* START Entries *

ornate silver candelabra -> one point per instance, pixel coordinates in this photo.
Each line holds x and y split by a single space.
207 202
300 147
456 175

* END Entries *

> **Short problem**: Gather every line of the records above that contains the word "ornate", and copy each one out.

> **Written answer**:
ornate silver candelabra -> one point per instance, pixel coordinates in this photo.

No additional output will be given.